Dataset entries ::
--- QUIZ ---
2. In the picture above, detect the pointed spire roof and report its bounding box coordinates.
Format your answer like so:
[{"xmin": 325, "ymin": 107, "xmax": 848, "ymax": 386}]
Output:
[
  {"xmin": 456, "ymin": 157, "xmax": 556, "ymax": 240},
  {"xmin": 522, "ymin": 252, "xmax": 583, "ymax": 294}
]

Short problem ::
Render the data above as a Markdown table with two columns, Row and Data line, giving each nonblank line its own numbered row.

Finished task ::
| Row | Data line |
|---|---|
| 1 | --- QUIZ --- |
| 2 | 2. In the picture above, detect the pointed spire roof and report its bounding box coordinates. |
| 3 | Format your answer like so: |
| 4 | [{"xmin": 325, "ymin": 107, "xmax": 848, "ymax": 386}] |
| 5 | Output: |
| 6 | [ |
| 7 |   {"xmin": 456, "ymin": 157, "xmax": 556, "ymax": 240}, |
| 8 |   {"xmin": 522, "ymin": 252, "xmax": 583, "ymax": 294} |
| 9 | ] |